# INPUT:
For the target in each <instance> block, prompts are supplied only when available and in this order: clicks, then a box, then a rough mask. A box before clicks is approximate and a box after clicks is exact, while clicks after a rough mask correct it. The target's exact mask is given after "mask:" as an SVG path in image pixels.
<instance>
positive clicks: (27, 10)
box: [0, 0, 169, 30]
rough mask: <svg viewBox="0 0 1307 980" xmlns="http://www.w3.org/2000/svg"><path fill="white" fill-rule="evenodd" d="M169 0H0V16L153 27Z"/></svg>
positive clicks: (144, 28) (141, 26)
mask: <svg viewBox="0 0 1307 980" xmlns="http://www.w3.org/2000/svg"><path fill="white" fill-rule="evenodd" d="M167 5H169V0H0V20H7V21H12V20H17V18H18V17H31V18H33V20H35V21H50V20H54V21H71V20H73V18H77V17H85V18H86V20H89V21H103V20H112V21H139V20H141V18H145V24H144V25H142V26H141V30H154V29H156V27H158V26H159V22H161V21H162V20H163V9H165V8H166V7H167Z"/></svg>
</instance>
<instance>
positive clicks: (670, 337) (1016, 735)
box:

# REQUIRED WORK:
Put every line of the records above into a JSON list of strings, with one string per line and no blank lines.

# EXERCISE SOLUTION:
[
  "For the target in each <instance> block, prompts are supplied only when available and in this order: clicks, then a box, then a rough mask. A box before clicks is approximate and a box after clicks is exact, while clicks after a rough mask correct it. The target's exact mask is given after \"mask:\" as an SVG path in image pixels.",
  "<instance>",
  "positive clicks: (27, 10)",
  "box: [0, 0, 169, 30]",
  "rough mask: <svg viewBox=\"0 0 1307 980\" xmlns=\"http://www.w3.org/2000/svg\"><path fill=\"white\" fill-rule=\"evenodd\" d=\"M169 0H0V16L153 27Z\"/></svg>",
  "positive clicks: (144, 28) (141, 26)",
  "mask: <svg viewBox=\"0 0 1307 980\" xmlns=\"http://www.w3.org/2000/svg\"><path fill=\"white\" fill-rule=\"evenodd\" d=\"M167 5H169V0H0V20H7V21H12V20H17V18H18V17H31V18H33V20H35V21H50V20H54V21H71V20H73V18H77V17H85V18H86V20H89V21H103V20H112V21H139V20H141V18H145V24H144V25H142V26H141V30H154V29H156V27H158V26H159V22H161V21H162V20H163V9H165V8H166V7H167Z\"/></svg>",
  "</instance>",
  "<instance>",
  "positive clicks: (670, 337) (1016, 735)",
  "box:"
]